Start of PASSAGE PROVIDED

Disrupting and The Desi Condition

by Ravi Lad, Audio Engineer

My sister finished expressing her thought and reached to take another bite of her meal. I was almost finished myself, but her statement had stopped me dead in my tracks. I felt tears starting to well up in my eyes.

I was born and raised in the United States of my amazing Mom & Dad. In only their early twenties, they left their small villages in Gujarat to build a better life for themselves halfway across the world. Though they didn’t have much tangibly, undoubtedly, they carried with them a strong sense of duty. “What you’re supposed to do” was a concept that came as second nature to them. 

But where does “what you’re supposed to do” come from? What is it born out of? What value does it have? I think the answers to those questions are largely contextual. “The Desi Condition” of first-generation immigrants could be described as one in which getting out of poverty and creating a sense of stability were most important. Low-risk, high reward—just work hard and keep your head down. Medicine, science, engineering, law, business. Graduate, get married, buy a house, have kids. Valuable? Absolutely. Without a doubt.

End of PASSAGE PROVIDED

> EXERCISE BRIEF
According to the essay on the Desi Condition, where did the writer's parents live before leaving to build a better life?

Start of LISTED ENTRIES

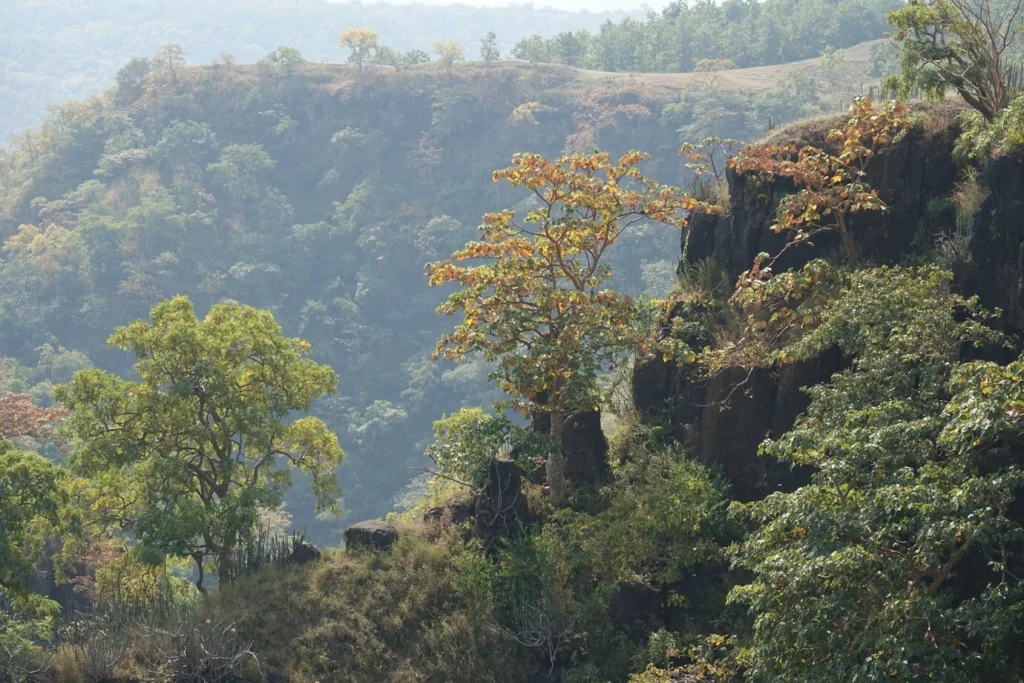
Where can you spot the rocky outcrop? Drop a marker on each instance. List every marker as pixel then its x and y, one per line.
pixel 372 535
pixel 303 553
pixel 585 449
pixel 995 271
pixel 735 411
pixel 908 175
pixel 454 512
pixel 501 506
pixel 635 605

End of LISTED ENTRIES
Start of LISTED ENTRIES

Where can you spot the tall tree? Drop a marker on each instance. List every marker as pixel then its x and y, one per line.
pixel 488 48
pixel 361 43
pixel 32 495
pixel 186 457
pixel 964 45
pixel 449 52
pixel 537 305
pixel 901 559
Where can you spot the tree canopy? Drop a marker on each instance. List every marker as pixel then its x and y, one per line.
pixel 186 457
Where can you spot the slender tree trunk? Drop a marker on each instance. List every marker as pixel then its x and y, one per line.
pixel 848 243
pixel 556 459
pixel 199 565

End of LISTED ENTRIES
Start of LISTED ENTRIES

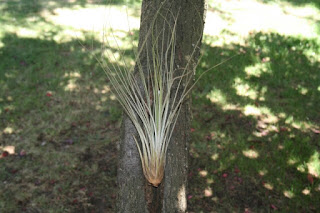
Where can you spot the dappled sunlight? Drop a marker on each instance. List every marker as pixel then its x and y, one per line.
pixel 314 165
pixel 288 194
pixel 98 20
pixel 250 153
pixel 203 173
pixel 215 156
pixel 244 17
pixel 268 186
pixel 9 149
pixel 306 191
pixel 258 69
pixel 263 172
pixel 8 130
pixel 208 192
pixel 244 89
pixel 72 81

End of LISTED ENTRIES

> SOLUTION FOR THIS PROBLEM
In small villages in Gujarat.